(Dataset entries)

☆ ☆ ☆ ☆ ☆ ☆ ☆

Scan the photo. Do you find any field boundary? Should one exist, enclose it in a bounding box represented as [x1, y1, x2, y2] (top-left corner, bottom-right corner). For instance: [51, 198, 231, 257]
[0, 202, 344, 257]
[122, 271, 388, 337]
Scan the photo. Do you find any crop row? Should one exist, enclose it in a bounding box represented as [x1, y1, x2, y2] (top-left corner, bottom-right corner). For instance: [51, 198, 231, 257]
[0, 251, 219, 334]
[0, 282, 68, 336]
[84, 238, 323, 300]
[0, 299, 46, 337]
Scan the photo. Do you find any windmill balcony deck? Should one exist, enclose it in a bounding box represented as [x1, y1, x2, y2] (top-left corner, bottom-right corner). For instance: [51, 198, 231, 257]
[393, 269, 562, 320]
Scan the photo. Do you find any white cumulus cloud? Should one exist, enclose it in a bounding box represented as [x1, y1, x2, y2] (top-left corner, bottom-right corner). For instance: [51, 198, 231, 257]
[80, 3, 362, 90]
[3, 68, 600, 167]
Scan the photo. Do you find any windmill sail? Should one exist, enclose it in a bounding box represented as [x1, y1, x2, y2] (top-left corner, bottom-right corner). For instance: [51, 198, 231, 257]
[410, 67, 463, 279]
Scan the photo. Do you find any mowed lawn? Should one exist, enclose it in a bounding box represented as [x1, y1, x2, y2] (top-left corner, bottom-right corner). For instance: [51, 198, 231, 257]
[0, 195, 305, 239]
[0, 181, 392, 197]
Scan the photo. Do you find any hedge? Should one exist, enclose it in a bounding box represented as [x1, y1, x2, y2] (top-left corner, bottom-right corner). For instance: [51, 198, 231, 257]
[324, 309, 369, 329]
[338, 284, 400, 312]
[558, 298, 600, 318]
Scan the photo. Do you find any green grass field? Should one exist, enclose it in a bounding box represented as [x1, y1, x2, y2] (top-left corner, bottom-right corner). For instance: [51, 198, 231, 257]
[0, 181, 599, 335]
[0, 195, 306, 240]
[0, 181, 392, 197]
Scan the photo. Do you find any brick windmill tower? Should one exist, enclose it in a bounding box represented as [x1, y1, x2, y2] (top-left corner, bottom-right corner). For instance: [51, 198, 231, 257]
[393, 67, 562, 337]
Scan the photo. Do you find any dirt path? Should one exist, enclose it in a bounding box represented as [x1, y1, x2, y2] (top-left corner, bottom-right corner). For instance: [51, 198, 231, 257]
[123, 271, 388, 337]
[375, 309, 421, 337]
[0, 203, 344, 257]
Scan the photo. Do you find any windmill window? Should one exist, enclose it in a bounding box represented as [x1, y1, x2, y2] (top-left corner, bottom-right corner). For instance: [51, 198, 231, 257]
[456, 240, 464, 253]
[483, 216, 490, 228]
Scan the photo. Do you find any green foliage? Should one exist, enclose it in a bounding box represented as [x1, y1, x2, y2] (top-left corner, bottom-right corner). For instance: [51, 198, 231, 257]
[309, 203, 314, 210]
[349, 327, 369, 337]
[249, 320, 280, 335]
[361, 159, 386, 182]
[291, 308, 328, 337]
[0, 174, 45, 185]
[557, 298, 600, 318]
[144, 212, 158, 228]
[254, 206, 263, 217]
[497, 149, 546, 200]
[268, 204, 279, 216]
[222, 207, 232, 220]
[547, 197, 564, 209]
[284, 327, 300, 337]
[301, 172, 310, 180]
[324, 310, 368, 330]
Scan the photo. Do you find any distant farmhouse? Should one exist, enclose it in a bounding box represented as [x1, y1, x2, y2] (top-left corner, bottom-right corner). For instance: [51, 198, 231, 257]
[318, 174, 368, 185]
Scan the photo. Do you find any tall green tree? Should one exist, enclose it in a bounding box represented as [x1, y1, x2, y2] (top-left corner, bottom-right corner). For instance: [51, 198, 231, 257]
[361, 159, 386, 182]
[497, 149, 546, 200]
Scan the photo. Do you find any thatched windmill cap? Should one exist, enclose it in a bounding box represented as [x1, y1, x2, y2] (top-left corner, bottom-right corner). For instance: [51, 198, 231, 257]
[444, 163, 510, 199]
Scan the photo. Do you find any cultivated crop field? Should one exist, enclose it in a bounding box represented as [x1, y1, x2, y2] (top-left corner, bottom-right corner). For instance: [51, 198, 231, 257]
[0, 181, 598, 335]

☆ ☆ ☆ ☆ ☆ ☆ ☆

ACTIVITY ▸ Output the lines above verbatim and in full.

ANSWER SPACE ▸
Scan the photo. Do you find any field boundary? Should one exist, enclose it in a bounding box represented as [x1, y1, x2, y2] (top-left corner, bottom-right corner). For instance: [51, 198, 231, 257]
[0, 202, 344, 257]
[122, 271, 388, 337]
Scan the photo. Do you find any crop row? Should one exist, enclose it in a bounding box represented as [x1, y1, x2, y2] (top-left corner, bottom-right corner). For instance: [51, 198, 231, 257]
[0, 251, 219, 334]
[0, 282, 68, 336]
[84, 238, 323, 300]
[0, 299, 46, 337]
Scan the photo. Do you find any windmill balcony deck? Should one exist, enclose it in a bounding box represented as [x1, y1, x2, y2] (top-left corner, bottom-right corner). For instance: [51, 198, 231, 257]
[393, 269, 562, 320]
Scan the photo. Do you find any white cumulus cloud? Should one exist, enclose it in a bounding box represented as [x1, y1, x2, y2] (top-left corner, bottom-right corner). For instance: [51, 198, 231, 257]
[80, 3, 362, 90]
[3, 68, 600, 167]
Scan the photo. Do you find any windmill sail? Should one exist, enclose it in a bounding box represented as [x1, y1, x2, y2] (top-left corner, bottom-right corner). For instance: [51, 198, 231, 257]
[410, 67, 463, 279]
Scan the photo. Do you find any mowed lawn? Should one exist, enclose it in a bounding box represented as [x1, y1, x2, y2] (top-left corner, bottom-right corner). For instance: [51, 198, 231, 257]
[0, 195, 305, 239]
[0, 181, 392, 197]
Scan the photo. Do you find any hedge? Should one exist, enclose it in a bounding box represented as [x1, y1, x2, y2] (top-left corner, bottom-right corner). For instance: [51, 198, 231, 257]
[324, 309, 369, 329]
[338, 284, 400, 312]
[558, 298, 600, 318]
Scan the photo. Do you find any green grass field? Should one exist, enclose it in a bounding box represented as [x1, y1, x2, y2] (top-left corner, bottom-right corner). For instance: [51, 198, 231, 257]
[0, 181, 599, 335]
[0, 195, 306, 240]
[0, 181, 392, 197]
Scan the photo. Do you find any brick windmill tower? Should one exist, enclose it in a bounding box represented as [x1, y1, x2, y2] (top-left corner, bottom-right corner). For instance: [51, 198, 231, 257]
[393, 67, 562, 337]
Scan the photo. Do you find any dirt path? Should one exist, enclose it in a bounding box represented as [x1, y1, x2, y2] (top-left corner, bottom-right corner). For instance: [51, 198, 231, 257]
[123, 271, 388, 337]
[375, 309, 421, 337]
[0, 203, 344, 257]
Scan the photo. Do you find any windmill window? Should one exist, enclose it in a bounding box represented as [x1, y1, x2, y2] (top-left corner, bottom-right corner). For instance: [51, 198, 231, 257]
[456, 240, 464, 253]
[483, 216, 490, 228]
Scan the photo. Do you find any green foliage? Should one exist, enclose it in a bounding box represented as [x1, y1, x2, y2] (top-left corner, bottom-right corner). For instance: [51, 198, 231, 257]
[309, 203, 314, 210]
[349, 327, 369, 337]
[249, 320, 280, 335]
[361, 159, 386, 182]
[291, 308, 328, 337]
[0, 174, 45, 185]
[557, 298, 600, 318]
[144, 212, 158, 228]
[254, 206, 263, 217]
[497, 149, 546, 200]
[268, 204, 279, 216]
[222, 207, 232, 220]
[547, 197, 564, 209]
[284, 327, 300, 337]
[301, 172, 310, 180]
[324, 310, 368, 330]
Scan the photo. Do you find any distant farmhouse? Should one exist, enclose it in a bounding box represented as [x1, y1, x2, y2] (top-left corner, bottom-right corner). For instance: [51, 198, 231, 257]
[318, 174, 368, 185]
Scan the photo. Do you find any tall green tree? Should one exist, enclose it in a bounding box represented as [x1, y1, x2, y2] (top-left corner, bottom-right corner). For instance: [51, 198, 231, 257]
[361, 159, 386, 182]
[497, 149, 546, 200]
Scan the photo. Do you find any thatched windmill cap? Should one exist, enclose it in a bounding box represented as [x1, y1, x2, y2] (top-left corner, bottom-right corner). For instance: [51, 198, 231, 257]
[444, 163, 510, 199]
Scan the photo. Do you find any cultivated crop field? Should one exist, enclose it in a bounding box represented as [x1, y1, x2, y2] (top-left corner, bottom-right corner). For instance: [51, 198, 231, 257]
[0, 181, 598, 335]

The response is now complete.